### Information given ###

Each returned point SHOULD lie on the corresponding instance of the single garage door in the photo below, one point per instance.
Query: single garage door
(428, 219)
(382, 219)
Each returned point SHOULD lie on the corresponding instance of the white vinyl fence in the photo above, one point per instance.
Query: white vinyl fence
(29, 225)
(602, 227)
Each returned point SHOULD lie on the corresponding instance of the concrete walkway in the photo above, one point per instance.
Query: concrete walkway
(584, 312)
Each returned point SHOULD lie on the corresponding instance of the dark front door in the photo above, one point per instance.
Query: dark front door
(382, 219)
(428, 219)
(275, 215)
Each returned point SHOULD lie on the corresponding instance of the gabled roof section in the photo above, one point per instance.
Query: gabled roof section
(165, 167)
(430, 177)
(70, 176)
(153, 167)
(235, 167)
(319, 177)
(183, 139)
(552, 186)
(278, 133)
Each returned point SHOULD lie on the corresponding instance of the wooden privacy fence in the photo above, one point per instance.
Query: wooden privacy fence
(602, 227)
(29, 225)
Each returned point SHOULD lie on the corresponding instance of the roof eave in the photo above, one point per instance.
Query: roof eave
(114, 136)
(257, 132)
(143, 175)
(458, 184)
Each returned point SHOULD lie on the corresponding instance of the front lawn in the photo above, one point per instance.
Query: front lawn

###

**Request**
Put every line of the material above into a numbered list, leaving out blank lines.

**Answer to this exercise**
1. Each returned point SHOULD lie on the corresponding instance of the single garage door in the photo below, one point per instance.
2. Query: single garage door
3. (428, 219)
4. (382, 219)
5. Each returned point SHOULD lie on the corresponding instance of the white vinyl fence in the photo above, one point per instance.
6. Query: white vinyl fence
7. (29, 225)
8. (602, 227)
9. Each returned point SHOULD lie on the corresponding instance of the concrete walkway in the photo above, one point per instance.
10. Query: concrete walkway
11. (584, 312)
12. Each returned point SHOULD lie on the corresponding instance of the dark front door in the photo above, one point per instance.
13. Query: dark front door
14. (382, 219)
15. (428, 219)
16. (275, 215)
17. Each returned point SHOULD lie on the corresponding instance of the gabled roof section in the photo above, one point per instance.
18. Query: gabled roof section
19. (165, 167)
20. (430, 177)
21. (70, 176)
22. (153, 167)
23. (235, 167)
24. (319, 177)
25. (183, 139)
26. (552, 186)
27. (278, 133)
28. Each returned point SHOULD lie on the corresponding instance of the wooden privacy fence in the photo above, one point per instance.
29. Query: wooden privacy fence
30. (602, 227)
31. (29, 225)
32. Each returned point SHOULD lie on the corresponding instance of the roof eave in the photo above, one point per instance.
33. Query: roof eave
34. (114, 136)
35. (257, 132)
36. (143, 175)
37. (458, 184)
38. Each returned point SHOULD lie on the corresponding instance of the front lawn in the photo above, one point per instance.
39. Query: front lawn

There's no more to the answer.